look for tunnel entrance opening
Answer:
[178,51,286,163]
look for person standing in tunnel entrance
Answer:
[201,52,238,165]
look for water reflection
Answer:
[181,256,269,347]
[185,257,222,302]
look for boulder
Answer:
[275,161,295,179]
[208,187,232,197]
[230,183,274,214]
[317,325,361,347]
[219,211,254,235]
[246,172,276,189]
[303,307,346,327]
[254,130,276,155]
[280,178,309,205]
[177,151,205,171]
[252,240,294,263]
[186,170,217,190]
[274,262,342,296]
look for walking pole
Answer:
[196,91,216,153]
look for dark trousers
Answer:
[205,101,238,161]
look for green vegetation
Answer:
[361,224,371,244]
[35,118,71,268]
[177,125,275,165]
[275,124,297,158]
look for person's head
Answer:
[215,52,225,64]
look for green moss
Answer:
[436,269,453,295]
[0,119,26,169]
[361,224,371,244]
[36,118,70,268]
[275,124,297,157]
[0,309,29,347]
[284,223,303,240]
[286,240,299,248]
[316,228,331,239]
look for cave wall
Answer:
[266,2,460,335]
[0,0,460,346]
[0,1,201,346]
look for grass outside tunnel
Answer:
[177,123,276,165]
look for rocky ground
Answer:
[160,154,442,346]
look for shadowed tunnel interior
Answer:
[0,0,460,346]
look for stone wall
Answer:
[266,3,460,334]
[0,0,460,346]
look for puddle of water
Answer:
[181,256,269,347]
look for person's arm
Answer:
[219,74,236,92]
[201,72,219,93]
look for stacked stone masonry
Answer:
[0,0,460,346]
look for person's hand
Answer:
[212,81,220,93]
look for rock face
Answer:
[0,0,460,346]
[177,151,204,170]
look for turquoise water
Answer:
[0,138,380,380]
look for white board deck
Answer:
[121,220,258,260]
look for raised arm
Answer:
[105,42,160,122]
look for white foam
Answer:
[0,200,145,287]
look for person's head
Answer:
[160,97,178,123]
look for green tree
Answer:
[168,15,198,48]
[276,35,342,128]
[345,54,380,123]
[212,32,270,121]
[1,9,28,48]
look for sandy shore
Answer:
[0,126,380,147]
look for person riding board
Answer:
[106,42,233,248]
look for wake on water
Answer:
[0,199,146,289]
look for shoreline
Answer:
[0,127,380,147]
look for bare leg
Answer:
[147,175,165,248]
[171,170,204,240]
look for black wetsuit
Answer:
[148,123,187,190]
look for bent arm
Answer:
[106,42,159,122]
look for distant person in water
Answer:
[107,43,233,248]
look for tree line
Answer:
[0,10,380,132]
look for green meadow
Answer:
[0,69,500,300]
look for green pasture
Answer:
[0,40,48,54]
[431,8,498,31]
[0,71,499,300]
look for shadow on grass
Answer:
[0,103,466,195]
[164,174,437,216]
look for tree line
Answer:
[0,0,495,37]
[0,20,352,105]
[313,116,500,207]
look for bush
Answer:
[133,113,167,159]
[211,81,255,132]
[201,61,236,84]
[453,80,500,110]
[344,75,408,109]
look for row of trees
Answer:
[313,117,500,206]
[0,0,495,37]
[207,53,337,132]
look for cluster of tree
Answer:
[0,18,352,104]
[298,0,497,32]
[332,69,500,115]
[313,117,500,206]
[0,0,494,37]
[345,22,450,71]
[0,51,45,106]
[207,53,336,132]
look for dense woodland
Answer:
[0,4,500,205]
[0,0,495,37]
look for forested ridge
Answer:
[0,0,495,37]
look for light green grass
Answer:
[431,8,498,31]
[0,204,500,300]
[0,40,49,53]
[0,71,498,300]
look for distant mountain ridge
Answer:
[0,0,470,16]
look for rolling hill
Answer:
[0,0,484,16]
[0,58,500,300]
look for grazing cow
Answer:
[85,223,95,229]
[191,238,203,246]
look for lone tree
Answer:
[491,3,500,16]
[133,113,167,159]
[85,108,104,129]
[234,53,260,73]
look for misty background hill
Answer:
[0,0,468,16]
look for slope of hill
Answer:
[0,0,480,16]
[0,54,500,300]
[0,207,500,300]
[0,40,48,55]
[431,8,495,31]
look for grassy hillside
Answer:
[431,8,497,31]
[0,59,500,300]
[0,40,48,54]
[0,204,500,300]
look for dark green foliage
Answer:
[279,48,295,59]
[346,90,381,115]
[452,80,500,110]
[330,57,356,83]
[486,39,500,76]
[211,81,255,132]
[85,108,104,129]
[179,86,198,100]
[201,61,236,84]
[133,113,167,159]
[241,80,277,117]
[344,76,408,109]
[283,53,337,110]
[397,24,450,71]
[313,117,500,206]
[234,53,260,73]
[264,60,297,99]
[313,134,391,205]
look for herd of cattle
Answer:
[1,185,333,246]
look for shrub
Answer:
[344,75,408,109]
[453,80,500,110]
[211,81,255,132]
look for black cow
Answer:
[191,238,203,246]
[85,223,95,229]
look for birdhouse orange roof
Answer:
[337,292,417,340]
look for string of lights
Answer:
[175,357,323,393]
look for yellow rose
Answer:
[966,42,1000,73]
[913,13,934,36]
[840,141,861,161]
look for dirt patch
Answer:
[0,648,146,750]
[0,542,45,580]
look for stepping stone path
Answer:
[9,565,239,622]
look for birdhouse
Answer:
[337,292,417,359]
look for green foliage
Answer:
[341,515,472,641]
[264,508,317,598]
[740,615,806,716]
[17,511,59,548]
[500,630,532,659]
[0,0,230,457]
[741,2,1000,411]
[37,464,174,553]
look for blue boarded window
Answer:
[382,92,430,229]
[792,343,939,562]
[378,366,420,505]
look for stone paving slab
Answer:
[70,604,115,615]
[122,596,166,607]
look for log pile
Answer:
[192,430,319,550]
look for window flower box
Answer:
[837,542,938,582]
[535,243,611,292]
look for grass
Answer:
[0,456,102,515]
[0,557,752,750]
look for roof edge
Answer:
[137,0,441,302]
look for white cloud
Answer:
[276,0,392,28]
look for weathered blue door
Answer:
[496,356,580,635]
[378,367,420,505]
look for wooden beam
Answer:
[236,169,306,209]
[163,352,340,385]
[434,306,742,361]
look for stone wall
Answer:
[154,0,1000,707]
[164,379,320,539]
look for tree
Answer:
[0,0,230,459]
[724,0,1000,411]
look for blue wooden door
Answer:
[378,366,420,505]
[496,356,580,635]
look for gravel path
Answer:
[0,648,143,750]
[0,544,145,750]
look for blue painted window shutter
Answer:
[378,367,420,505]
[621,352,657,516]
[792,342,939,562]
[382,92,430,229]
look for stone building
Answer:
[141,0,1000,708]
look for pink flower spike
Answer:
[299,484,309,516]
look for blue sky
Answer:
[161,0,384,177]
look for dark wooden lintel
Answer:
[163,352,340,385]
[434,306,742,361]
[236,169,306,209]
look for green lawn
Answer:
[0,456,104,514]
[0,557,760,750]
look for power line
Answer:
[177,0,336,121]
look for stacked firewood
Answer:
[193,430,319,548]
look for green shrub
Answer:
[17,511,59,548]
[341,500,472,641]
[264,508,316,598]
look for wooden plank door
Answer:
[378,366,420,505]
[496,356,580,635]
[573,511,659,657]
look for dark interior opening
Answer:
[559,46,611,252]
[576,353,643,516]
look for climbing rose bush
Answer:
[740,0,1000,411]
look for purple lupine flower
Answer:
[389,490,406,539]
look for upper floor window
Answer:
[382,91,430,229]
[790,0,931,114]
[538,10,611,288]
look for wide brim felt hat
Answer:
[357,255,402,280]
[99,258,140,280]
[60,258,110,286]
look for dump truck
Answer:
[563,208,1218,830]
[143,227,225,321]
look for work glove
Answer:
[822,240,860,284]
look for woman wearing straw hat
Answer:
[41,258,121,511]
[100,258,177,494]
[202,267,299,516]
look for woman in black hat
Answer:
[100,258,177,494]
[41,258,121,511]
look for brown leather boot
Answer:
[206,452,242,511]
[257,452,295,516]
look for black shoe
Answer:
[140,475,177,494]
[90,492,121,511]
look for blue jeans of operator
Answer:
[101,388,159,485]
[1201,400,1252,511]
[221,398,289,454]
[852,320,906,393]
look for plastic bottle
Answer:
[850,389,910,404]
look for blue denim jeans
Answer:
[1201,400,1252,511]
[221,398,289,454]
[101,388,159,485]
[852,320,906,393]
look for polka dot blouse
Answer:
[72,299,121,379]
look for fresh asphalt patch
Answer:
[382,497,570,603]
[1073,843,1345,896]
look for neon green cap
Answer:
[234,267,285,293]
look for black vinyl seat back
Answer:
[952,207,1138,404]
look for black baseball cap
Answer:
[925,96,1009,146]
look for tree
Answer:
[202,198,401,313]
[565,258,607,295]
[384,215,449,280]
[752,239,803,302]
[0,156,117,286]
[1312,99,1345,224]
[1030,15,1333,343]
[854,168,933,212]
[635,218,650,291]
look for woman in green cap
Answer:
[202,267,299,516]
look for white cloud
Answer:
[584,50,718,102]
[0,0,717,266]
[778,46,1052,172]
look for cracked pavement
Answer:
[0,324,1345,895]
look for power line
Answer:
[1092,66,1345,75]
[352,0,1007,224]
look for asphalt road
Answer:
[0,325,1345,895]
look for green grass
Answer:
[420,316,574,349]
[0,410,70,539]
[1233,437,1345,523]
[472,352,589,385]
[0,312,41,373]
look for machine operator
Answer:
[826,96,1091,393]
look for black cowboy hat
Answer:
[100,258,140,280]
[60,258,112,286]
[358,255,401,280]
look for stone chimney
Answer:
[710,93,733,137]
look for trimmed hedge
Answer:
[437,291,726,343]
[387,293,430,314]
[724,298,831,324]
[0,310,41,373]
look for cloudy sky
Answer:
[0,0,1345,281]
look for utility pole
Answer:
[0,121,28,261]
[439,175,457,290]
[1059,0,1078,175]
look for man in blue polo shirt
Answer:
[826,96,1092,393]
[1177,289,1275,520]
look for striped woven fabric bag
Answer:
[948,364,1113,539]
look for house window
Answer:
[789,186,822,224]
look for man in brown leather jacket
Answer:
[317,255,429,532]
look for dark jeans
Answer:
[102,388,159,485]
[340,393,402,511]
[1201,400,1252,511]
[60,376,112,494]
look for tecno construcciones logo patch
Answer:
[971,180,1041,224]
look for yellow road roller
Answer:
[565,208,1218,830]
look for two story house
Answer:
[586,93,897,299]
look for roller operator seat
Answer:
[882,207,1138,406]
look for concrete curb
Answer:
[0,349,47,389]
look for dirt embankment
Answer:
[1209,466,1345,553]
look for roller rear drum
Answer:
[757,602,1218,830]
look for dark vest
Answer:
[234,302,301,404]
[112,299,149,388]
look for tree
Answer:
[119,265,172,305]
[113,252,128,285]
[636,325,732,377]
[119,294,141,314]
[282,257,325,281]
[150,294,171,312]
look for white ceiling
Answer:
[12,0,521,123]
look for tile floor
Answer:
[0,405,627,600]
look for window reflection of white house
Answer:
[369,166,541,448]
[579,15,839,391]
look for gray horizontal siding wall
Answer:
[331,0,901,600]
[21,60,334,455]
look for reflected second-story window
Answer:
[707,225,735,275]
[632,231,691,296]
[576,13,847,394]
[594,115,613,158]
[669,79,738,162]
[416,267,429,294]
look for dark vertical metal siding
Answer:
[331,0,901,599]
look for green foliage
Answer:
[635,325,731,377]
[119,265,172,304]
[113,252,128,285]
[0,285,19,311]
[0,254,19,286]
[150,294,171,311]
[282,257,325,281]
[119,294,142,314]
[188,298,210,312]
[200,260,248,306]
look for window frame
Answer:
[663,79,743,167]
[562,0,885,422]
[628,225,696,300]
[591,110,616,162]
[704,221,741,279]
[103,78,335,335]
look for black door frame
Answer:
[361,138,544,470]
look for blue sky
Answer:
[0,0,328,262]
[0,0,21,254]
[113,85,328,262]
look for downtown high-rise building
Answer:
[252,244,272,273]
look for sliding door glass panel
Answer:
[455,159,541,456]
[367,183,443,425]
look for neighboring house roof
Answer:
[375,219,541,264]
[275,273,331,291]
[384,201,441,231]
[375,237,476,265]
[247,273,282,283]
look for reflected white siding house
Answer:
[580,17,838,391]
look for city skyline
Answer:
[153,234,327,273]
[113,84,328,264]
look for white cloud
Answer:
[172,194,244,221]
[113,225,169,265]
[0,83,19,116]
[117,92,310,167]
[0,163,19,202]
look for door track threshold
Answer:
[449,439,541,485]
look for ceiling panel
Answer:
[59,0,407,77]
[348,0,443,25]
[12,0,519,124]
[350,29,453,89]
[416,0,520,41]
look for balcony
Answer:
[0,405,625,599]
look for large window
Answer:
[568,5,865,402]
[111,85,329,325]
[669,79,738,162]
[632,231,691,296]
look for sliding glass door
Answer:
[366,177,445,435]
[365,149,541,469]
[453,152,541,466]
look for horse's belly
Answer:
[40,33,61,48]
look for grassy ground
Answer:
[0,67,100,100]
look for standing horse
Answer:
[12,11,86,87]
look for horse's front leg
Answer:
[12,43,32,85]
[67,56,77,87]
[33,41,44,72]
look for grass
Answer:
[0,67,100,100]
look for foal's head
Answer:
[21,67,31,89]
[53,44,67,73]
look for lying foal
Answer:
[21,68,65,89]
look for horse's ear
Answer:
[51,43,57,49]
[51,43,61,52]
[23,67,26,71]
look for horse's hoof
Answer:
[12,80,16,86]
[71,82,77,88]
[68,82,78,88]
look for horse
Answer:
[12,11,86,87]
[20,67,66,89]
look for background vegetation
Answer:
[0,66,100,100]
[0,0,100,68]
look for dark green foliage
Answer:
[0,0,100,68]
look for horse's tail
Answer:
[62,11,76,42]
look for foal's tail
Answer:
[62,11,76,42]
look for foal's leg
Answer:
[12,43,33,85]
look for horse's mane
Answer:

━━━━━━━━━━━━━━━━━━━━

**WHAT IS NEEDED:**
List every line in the records above that contains the string "background".

**EXERCISE RESULT:**
look for misty background hill
look for background vegetation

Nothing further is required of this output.